• What you will do: Please reproduce exactly the line that contains "Pointing guideline: for each instance of the denim" and every line after it through the end of the records below, adding nothing else.

[Region pointing data]
==================================================

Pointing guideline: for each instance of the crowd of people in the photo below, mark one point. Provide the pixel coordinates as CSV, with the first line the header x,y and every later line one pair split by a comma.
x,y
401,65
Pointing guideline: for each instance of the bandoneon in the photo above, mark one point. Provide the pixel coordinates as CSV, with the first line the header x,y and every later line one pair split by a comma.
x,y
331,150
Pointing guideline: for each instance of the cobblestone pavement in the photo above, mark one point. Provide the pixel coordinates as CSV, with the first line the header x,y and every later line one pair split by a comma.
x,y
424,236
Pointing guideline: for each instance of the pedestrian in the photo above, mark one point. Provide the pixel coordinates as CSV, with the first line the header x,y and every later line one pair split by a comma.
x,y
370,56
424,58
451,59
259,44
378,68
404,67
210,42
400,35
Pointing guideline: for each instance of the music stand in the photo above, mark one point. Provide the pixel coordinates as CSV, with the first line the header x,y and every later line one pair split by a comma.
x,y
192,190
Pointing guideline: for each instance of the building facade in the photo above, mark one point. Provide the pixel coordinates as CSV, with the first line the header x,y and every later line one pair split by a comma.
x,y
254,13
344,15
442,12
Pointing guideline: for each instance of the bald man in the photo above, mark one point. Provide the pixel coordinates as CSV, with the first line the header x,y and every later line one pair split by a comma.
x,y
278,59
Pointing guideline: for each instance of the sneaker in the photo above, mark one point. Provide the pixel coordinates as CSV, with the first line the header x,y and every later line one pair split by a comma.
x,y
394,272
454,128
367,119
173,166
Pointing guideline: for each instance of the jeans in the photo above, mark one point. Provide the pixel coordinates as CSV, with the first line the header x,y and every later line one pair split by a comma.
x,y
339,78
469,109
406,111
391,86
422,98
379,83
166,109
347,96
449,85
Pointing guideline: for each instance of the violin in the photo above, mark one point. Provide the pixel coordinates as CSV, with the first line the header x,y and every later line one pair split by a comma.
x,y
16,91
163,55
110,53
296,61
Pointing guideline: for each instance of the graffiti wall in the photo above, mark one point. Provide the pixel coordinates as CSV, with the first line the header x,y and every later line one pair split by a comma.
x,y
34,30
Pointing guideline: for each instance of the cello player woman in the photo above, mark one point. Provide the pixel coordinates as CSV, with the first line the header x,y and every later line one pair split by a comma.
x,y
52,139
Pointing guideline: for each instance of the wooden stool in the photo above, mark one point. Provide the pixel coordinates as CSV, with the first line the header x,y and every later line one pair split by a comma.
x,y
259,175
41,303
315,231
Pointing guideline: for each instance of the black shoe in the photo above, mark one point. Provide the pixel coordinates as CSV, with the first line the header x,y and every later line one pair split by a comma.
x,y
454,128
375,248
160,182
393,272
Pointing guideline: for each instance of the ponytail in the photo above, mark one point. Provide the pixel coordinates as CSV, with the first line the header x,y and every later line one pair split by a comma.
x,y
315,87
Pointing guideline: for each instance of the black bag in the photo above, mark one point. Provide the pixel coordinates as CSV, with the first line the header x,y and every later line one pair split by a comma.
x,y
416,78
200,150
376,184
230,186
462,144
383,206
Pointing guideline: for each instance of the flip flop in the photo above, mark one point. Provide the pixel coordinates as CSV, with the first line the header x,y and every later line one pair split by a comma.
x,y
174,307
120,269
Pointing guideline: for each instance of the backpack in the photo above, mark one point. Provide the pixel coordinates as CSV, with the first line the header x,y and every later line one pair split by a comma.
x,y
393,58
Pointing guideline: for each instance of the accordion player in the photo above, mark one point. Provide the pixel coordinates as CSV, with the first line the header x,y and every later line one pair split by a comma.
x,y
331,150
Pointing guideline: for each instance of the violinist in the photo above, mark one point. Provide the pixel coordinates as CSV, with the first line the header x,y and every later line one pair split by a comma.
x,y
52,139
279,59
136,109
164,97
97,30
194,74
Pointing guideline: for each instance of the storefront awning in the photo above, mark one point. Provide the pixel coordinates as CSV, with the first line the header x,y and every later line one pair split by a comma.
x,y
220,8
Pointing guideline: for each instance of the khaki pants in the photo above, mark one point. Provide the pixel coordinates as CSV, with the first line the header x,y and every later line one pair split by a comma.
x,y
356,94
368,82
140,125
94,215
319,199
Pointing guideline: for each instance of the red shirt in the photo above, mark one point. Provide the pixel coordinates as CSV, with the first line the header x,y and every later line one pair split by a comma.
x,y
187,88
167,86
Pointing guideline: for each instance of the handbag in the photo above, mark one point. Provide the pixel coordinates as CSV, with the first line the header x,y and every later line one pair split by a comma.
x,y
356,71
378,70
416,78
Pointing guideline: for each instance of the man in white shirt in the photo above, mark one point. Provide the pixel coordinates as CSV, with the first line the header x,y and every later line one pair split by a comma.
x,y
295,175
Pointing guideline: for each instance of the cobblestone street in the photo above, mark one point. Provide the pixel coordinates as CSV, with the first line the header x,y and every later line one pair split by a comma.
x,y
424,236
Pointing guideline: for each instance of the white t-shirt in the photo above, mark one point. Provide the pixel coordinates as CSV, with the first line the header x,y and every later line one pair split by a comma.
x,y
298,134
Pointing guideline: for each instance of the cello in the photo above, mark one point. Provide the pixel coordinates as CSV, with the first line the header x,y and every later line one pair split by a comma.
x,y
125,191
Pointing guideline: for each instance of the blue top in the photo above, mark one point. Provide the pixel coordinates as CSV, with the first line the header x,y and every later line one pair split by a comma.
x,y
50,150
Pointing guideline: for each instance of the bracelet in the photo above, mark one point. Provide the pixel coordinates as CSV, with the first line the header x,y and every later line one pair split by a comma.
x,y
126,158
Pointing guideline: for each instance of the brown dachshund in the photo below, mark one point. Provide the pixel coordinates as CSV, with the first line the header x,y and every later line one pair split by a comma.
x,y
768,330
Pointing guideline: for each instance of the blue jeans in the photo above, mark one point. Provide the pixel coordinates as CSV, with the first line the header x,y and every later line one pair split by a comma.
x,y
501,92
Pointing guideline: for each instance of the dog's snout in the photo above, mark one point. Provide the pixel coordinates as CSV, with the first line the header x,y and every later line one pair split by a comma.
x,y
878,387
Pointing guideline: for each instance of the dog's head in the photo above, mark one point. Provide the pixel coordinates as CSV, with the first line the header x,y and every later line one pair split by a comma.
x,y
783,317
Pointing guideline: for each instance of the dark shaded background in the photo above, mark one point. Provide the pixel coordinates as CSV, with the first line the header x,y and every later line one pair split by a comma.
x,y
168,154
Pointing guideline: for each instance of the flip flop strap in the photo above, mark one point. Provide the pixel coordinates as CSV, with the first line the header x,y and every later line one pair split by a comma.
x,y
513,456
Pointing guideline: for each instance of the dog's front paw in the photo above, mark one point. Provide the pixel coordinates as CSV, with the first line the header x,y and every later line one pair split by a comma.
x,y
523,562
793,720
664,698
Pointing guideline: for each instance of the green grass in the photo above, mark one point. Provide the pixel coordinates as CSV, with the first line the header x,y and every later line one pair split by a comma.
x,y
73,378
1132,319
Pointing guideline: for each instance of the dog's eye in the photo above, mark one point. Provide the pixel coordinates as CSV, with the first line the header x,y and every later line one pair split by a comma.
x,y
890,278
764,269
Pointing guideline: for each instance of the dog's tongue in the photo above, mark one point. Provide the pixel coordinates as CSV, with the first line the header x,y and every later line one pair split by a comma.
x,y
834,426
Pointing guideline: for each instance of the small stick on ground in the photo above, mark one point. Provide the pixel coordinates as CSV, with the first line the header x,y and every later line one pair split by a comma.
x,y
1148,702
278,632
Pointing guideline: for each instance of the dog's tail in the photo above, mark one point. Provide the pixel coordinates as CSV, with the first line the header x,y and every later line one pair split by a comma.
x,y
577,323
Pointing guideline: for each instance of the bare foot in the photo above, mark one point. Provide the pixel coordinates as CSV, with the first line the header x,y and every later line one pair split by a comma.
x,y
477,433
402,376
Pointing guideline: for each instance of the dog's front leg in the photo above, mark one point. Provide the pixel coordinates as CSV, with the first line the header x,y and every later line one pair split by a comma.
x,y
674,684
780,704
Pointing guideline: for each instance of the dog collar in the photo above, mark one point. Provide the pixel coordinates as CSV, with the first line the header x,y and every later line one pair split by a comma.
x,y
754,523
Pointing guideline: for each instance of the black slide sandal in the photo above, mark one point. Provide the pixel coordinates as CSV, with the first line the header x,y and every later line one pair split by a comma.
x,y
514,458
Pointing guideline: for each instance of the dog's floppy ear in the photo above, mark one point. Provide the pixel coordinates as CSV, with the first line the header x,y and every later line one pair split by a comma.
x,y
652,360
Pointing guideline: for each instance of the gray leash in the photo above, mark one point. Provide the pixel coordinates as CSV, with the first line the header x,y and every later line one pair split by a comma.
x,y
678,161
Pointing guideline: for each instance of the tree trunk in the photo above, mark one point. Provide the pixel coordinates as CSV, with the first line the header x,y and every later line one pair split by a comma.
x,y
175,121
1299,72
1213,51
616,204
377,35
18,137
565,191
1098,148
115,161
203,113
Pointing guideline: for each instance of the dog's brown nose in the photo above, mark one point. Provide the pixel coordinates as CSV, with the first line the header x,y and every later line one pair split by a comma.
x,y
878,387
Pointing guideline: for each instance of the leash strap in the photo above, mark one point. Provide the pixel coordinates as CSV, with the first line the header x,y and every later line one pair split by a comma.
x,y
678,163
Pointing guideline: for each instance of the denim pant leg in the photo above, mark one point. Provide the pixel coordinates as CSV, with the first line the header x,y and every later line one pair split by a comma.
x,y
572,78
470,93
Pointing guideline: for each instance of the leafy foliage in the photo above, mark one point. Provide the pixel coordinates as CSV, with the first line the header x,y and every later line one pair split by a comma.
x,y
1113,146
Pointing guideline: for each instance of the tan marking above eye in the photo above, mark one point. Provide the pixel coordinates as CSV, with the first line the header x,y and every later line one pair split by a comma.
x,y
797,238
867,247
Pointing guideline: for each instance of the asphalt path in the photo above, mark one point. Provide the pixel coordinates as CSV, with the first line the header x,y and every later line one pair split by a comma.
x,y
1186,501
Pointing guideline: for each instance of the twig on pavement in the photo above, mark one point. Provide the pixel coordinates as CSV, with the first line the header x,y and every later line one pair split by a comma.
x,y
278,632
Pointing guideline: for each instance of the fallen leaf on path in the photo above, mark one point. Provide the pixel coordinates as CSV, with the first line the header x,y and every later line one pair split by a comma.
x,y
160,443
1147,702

==================================================

• Your solution:
Pointing guideline: for each instance of the denim pant leg in the photo above, mark one point. Provide the pixel coordinates as CSV, with the first line the header x,y and every later line one pair split by a comma.
x,y
572,78
470,93
Pointing guideline: for each instance of the leafy foliage in the photo above, mark one point. Provide the pixel coordinates as CSV, with the first line the header x,y and every later line one pair split by a comma.
x,y
1113,146
Pointing guideline: for each instance of the tan marking above eye in the photo above, mark one point. Provide the pixel coordinates as CSV, with the first line the header x,y and every later line one pair split by a comma.
x,y
797,238
867,247
Pointing guideline: for each instance of the asphalt path in the photo above, mark one point. Provide the pixel coordinates as CSV, with the first line the header x,y and every later line one pair split by a comma.
x,y
1186,501
Pointing guideline: for each instance of the twig on pavement in the photo above, mark one point. Provide the pixel coordinates as CSV, with the first line the header x,y and every later line one pair split by a comma.
x,y
278,632
Pointing guideline: for each instance of the fallen leaf on path in the photo above, mark one point. Provide the pixel coordinates as CSV, with the first line the header x,y and every later line one pair split by a comma.
x,y
160,443
1147,702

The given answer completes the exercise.